• **Required actions**
(a) In the Docker volumes thread below, what overhead does memory and swap accounting cause, according to the quoted Docker docs?
(b) Using the Docker volumes thread below, decide whether each statement agrees with it: (i) Persistent volumes in Kubernetes pass through Docker's storage driver. (ii) The container filesystem that Docker sets up usually uses a CoW filesystem. (iii) Kubernetes uses Docker volumes. For each one, answer yes or no and quote the words from the thread that decide it.

That doesn't make sense to use GKE for this. Eventually you will just have bunch of VMS that run only your DB (since you need to avoid interference of other workloads) and there are no support for multi DC mode... And what benefits? Restarting SQL or Cassandra is not very cheap operation and can cause large data migrations.

geggo98 · on Dec 31, 2018

In the Cassandra case, you would not write the persistent data in the Docker image (that's the part of the file system mounted as a layered file system, using AUFS or OverlayFS). Instead, you would write it in a volume. For a local volume, that's just a part of the "normal" file system (Ext4, XFS, ...) exposed to the Docker container through a bind mount.

Volumes are quite stable and reliable when based on a stable file system.

So while you could lose the container due to the but describe, you would not lose the persistent data.

It's best practice not to write to the Docker image at all during runtime (no log files, no PID file, etc), but to write only to volumes or tmpfs mounts. I'm a little bit suspicious about the crashes you described: are you sure you followed that best practice?

ofrzeta · on Dec 30, 2018

Local volumes don't use the storage driver. Therefore there should be no performance penalty as far as I know.

EDIT: There's probably some overhead with the implementation of namespaces and cgroups but I have not found any reliable sources about the quantities. As a side not if you are using memory limits you will have a performance penalty: "Memory and swap accounting incur an overhead of about 1% of the total available memory and a 10% overall performance degradation, even if Docker is not running." (from the Docker docs). This will probably affect databases running in containers as well.

gnufied · on Dec 30, 2018

Yeah this can't be stressed enough. Persistent volumes in Kubernetes are simply bind mounts that exist in your container's namespace. They don't go through docker's storage driver at all. There should be zero penalty for using persistent volumes this way within containers.

cpuguy83 · on Dec 30, 2018

Sorry, this seems to insinuate that Docker is slowing down (or using slow) storage... this is completely false.

Volumes in docker are just host bind mounts.

Now depending on your driver/opts (similar to K8s PV backends) this storage can come from anywhere and performance of the volume is totally dependent on the type of storage being used.

Now, the container fs that docker sets up is (usually) using a CoW filesystem, and as there is overhead there... but volumes are specifically designed to bypass the container fs.

gnufied · on Dec 30, 2018

Hmm, sorry I did not mean to imply that. It is indeed true that both docker volumes and k8s PVs are just host bind mounts.

However I did mean to clarify that - k8s does not uses docker volumes. Whatever performance issues one notices could either be associated with storage provider or container writable layer.

cookiecaper · on Dec 30, 2018

There is no good reason to run non-test database workloads in Kubernetes or Docker. Databases are designed to sit close to the hardware and have a stable, dedicated chunk of resources for a long time, whereas Kubernetes pods are subject to vaporization at any moment. Databases traditionally have fought the operating system to try and maintain enough control to remain performant. Introducing additional layers into this would be dubious at the best of times, but when it's something fundamentally contrary to the application's nature like stateless orchestration, it's pure farce.

There could not be an application worse-suited to running in Kubernetes et al than a traditional database. Anyone claiming something that rams this square peg into that round hole is "production ready" is showing that they're an empty husk and shouldn't be trusted near anything important.

• **Stored rows**
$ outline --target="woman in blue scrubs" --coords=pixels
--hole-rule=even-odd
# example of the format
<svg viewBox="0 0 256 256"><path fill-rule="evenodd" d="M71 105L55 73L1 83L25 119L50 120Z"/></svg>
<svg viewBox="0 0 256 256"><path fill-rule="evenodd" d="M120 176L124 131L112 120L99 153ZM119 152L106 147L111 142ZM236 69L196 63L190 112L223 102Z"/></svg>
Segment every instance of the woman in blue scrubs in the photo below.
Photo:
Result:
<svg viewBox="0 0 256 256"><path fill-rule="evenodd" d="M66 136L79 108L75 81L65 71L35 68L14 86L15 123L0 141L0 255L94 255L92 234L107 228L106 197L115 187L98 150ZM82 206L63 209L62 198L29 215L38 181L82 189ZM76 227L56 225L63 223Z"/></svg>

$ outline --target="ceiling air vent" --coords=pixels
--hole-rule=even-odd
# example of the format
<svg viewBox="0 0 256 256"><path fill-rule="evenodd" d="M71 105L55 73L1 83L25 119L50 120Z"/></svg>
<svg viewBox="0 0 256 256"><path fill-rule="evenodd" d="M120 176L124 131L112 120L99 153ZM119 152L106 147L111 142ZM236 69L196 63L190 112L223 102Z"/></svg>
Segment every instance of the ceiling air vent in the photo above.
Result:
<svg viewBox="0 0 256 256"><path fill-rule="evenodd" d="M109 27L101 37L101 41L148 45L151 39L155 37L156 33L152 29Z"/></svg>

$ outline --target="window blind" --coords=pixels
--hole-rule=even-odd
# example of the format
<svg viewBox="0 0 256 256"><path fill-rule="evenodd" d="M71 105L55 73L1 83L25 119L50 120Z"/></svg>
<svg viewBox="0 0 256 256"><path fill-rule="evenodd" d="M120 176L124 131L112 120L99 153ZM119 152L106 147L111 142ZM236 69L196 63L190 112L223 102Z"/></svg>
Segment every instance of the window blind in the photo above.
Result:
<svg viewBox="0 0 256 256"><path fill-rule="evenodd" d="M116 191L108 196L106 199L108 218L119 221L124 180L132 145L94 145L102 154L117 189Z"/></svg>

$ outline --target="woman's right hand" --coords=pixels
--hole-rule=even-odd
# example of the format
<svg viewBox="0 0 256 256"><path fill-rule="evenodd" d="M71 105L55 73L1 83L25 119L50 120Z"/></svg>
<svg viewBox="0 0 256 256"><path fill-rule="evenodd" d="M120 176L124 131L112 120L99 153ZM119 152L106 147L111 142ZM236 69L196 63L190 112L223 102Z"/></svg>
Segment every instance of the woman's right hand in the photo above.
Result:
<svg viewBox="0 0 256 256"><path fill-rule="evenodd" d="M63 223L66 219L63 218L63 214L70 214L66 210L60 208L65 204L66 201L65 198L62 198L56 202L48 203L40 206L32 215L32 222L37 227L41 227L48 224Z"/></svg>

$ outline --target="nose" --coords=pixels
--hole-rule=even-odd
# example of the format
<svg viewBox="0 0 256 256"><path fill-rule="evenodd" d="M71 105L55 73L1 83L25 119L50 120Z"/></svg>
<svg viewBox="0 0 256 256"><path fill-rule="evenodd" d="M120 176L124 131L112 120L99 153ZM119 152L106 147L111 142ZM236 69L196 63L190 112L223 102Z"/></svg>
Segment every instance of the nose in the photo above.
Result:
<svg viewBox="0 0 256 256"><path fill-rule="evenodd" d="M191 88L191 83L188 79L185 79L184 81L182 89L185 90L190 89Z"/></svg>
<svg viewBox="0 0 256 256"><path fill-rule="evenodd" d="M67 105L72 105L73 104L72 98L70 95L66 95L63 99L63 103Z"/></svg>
...
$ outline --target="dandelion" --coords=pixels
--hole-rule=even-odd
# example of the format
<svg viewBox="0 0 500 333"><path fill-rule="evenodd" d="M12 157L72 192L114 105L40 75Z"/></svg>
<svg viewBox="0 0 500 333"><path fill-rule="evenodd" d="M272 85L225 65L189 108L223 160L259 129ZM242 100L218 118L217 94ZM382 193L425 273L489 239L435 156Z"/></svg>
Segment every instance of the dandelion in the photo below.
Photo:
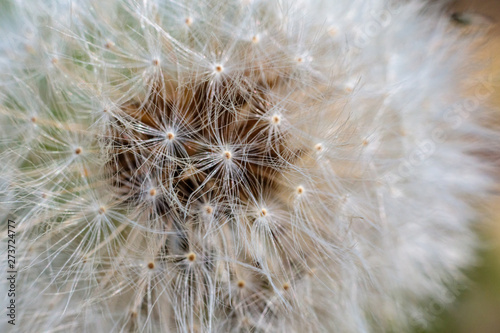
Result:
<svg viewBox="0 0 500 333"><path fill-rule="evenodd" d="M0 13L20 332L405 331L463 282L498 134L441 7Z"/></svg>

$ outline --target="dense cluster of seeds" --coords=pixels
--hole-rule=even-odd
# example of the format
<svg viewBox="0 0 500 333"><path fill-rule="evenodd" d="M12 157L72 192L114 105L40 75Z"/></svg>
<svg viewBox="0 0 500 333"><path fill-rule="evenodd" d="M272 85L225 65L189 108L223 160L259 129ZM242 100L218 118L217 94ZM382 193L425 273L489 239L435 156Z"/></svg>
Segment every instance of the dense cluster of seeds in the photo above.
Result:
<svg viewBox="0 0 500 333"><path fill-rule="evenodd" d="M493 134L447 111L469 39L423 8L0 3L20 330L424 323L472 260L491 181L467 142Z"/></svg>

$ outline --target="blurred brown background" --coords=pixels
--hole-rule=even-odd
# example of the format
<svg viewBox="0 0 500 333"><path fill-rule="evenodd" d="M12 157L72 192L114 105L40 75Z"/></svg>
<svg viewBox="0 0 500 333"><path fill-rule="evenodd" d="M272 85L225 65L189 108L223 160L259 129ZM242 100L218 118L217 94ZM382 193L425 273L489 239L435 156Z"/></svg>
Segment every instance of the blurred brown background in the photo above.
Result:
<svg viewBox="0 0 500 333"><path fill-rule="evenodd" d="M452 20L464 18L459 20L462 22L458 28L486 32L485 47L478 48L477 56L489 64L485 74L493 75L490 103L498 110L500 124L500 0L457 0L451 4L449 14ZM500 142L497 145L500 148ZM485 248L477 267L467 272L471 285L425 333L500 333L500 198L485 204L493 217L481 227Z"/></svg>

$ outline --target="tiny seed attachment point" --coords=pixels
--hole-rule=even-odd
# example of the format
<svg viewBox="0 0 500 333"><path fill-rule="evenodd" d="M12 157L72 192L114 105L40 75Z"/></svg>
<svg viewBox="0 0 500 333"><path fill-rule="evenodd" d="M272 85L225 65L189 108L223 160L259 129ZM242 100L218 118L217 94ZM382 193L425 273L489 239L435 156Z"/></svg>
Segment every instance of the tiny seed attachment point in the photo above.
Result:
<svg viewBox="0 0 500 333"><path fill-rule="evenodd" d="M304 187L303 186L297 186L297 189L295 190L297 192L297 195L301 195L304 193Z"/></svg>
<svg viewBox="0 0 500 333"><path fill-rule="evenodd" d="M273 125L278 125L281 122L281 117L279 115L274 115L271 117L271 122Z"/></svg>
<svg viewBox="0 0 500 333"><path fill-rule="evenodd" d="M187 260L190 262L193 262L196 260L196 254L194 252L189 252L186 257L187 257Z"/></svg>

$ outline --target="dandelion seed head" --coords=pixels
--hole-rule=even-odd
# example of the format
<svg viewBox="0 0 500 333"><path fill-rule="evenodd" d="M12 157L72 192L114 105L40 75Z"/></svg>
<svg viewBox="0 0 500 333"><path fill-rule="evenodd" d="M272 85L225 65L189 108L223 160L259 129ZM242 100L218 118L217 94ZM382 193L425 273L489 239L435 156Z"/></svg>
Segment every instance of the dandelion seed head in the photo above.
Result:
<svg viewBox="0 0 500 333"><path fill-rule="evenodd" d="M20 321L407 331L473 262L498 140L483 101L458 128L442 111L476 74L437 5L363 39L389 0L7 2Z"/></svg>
---
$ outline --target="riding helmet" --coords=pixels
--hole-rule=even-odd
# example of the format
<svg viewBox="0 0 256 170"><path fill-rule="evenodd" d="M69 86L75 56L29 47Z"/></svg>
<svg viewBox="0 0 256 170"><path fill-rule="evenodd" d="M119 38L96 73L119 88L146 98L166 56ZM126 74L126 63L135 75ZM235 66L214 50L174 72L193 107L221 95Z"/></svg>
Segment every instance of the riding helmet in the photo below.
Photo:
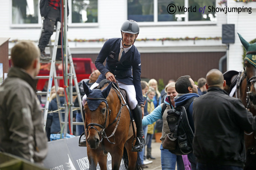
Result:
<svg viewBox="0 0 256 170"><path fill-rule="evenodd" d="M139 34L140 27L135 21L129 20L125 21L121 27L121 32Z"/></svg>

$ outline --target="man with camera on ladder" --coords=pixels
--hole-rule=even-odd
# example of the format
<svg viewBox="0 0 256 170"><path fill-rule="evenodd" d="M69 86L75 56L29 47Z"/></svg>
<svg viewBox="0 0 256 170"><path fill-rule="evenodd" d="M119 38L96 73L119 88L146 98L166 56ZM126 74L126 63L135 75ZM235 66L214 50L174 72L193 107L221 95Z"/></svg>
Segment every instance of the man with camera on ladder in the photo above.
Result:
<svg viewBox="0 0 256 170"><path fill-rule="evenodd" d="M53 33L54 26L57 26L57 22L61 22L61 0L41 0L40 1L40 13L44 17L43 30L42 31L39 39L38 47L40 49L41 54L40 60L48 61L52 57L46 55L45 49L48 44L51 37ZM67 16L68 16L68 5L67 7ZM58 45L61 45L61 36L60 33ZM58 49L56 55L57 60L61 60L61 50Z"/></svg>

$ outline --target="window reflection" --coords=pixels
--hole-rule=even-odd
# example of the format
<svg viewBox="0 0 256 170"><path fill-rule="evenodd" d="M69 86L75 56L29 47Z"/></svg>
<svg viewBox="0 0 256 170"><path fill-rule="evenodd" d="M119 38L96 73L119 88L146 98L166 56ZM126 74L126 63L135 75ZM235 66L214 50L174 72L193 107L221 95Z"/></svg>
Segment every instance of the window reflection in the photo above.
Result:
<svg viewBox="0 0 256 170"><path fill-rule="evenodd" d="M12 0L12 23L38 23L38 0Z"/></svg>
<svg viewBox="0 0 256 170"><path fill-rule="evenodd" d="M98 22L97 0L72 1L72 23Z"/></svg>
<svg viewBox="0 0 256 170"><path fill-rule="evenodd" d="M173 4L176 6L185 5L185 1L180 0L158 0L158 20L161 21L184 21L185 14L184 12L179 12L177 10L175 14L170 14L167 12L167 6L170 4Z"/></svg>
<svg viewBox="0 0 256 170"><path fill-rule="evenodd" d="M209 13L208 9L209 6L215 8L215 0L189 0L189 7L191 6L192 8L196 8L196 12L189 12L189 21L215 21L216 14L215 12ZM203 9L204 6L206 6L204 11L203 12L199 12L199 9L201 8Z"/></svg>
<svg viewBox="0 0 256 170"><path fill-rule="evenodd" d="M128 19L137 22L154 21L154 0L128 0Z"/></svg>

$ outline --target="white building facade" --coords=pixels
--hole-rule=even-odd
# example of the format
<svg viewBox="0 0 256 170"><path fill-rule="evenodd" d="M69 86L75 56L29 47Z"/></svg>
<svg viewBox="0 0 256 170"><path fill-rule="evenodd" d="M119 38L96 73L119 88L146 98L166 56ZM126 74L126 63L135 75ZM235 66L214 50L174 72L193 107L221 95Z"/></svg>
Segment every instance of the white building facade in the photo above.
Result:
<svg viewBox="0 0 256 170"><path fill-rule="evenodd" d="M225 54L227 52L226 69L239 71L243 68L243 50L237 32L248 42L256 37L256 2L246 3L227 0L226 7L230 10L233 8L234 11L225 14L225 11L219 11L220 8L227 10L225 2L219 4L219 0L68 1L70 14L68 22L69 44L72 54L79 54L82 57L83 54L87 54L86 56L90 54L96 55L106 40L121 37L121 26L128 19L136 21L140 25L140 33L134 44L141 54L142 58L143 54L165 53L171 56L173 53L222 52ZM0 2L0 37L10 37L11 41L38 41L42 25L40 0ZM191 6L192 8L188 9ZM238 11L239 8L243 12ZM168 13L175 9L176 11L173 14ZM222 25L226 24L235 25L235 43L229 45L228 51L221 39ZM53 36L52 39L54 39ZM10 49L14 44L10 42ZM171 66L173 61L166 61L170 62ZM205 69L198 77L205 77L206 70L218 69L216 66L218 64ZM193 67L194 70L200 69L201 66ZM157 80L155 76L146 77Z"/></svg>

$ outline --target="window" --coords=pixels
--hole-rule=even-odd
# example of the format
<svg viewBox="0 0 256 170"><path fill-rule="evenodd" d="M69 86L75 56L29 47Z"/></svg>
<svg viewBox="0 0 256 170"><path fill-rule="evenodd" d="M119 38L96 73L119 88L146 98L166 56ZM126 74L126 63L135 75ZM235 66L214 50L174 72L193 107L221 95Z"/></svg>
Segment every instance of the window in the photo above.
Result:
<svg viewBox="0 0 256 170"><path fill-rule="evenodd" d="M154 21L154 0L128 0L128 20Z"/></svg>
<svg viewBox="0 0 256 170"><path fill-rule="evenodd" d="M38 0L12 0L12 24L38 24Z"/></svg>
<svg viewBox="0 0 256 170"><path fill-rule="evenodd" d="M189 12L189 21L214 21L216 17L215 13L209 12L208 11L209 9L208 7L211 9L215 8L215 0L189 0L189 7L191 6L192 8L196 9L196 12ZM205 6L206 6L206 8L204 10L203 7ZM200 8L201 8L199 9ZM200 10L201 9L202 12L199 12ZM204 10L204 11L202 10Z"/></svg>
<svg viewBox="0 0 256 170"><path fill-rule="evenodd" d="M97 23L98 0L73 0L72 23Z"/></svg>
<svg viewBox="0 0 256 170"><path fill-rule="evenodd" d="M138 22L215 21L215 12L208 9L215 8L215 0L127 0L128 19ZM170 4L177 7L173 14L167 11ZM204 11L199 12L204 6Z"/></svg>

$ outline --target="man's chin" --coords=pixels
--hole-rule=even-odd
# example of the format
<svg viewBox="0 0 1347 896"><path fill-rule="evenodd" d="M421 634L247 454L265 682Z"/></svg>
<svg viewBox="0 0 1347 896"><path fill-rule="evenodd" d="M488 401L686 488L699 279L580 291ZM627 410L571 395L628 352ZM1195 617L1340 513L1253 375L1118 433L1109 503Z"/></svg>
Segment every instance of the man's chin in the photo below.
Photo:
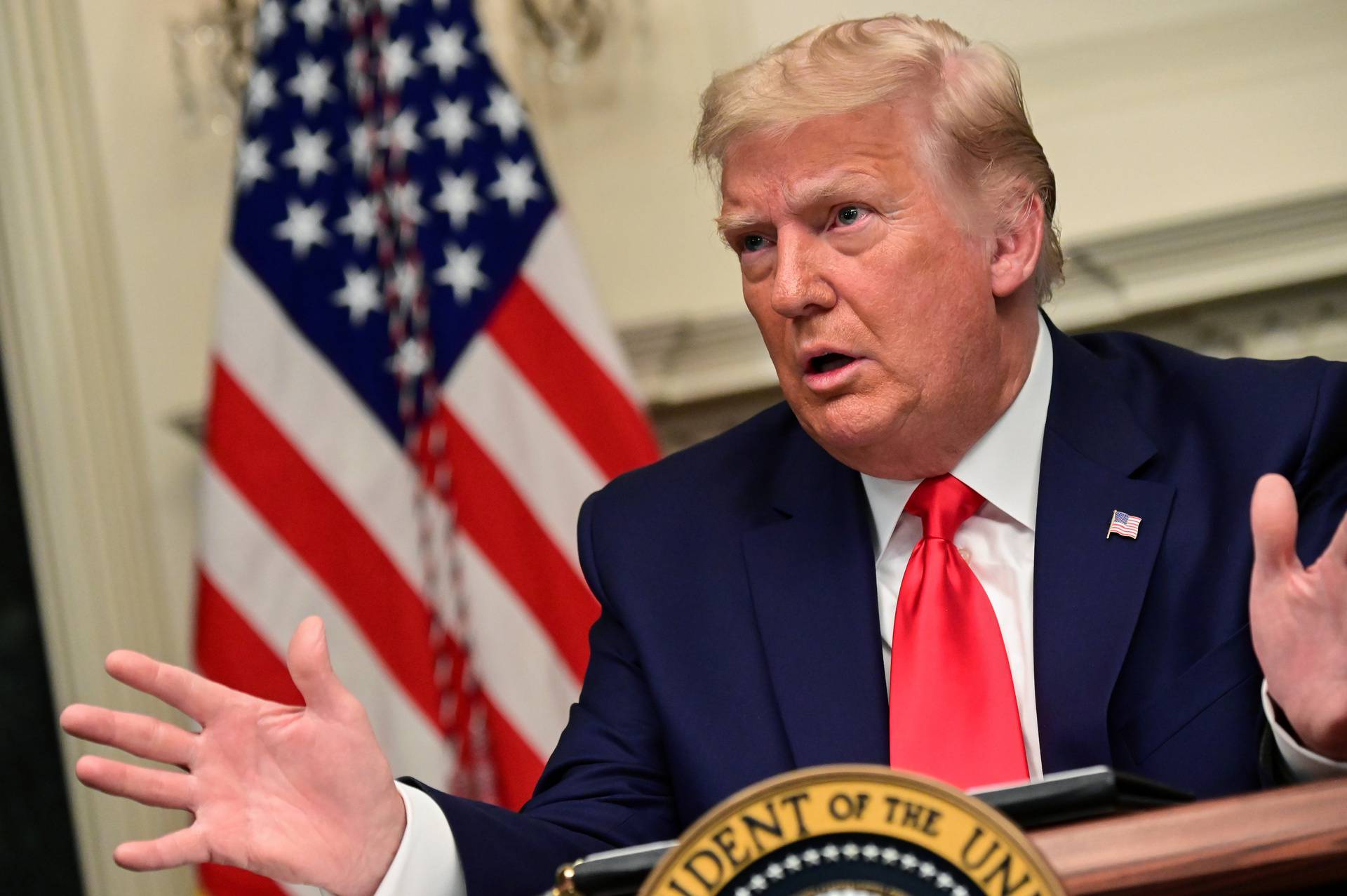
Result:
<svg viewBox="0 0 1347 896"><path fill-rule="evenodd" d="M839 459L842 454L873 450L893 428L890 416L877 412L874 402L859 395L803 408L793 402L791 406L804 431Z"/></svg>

• **The results**
(a) About 1% of the total available memory and a 10% overall performance degradation, even if Docker is not running.

(b)
(i) No: "They don't go through docker's storage driver at all."
(ii) Yes: "the container fs that docker sets up is (usually) using a CoW filesystem"
(iii) No: "k8s does not uses docker volumes."